═══ Record list ═══

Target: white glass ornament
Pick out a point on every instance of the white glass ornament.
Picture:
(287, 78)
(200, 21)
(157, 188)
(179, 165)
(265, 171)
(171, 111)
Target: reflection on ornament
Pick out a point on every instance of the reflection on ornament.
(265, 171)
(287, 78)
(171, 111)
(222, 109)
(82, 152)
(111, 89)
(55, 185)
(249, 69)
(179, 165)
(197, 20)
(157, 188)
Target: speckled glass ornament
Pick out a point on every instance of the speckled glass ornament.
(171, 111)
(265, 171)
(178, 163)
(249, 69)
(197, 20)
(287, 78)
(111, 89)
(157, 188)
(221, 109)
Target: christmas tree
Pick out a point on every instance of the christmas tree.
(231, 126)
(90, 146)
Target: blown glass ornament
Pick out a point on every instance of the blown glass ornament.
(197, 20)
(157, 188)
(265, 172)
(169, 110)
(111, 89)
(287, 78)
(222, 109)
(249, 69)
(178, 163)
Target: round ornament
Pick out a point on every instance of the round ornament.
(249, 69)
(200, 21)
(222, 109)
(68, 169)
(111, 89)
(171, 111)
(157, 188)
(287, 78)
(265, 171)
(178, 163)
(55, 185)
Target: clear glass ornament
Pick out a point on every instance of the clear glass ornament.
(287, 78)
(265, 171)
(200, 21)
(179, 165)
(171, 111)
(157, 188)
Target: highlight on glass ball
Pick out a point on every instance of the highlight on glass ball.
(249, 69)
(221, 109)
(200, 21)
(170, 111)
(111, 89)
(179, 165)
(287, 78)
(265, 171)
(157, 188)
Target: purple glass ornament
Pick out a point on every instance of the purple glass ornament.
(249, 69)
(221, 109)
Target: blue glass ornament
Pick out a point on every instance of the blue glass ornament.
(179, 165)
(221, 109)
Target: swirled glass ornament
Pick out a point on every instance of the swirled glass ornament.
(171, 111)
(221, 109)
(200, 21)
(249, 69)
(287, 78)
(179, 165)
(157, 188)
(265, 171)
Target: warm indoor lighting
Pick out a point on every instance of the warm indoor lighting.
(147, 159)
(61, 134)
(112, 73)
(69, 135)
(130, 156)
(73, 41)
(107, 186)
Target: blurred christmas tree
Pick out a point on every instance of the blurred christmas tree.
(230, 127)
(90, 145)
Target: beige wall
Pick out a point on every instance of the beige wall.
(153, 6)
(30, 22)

═══

● **Written task**: Reproduce the material above, from the line with "Target: highlight on glass ball" through the end, keeping every line including the requests. Offset each point's coordinates by adding 20 to both numbers.

● **Result of this exercise**:
Target: highlight on glass ball
Pick out a point on every instance of the highlight on glass ball.
(269, 89)
(241, 129)
(220, 41)
(190, 131)
(131, 109)
(199, 185)
(307, 98)
(285, 191)
(177, 208)
Target: purple glass ornament
Pick out a point on every instance of the purple glass ornament.
(269, 89)
(241, 129)
Target: blue glass ornament
Pick out a point on every instance of the blue glass ornament.
(199, 185)
(241, 129)
Target: swirled glass ornament
Pick out a point on every instance of the swirled glass ornament.
(191, 131)
(241, 129)
(220, 41)
(269, 89)
(307, 98)
(199, 185)
(177, 208)
(285, 191)
Target: warm indoor lighting
Pick out a point on every instance of the warm indoor lighting.
(167, 179)
(81, 154)
(132, 93)
(89, 155)
(150, 176)
(93, 61)
(127, 206)
Target: blurred christmas tree
Pick out a point on every instance of the blurred christmas tree.
(250, 147)
(110, 165)
Target: beige wall
Pick out a point on every instance of the beige wall.
(173, 26)
(50, 42)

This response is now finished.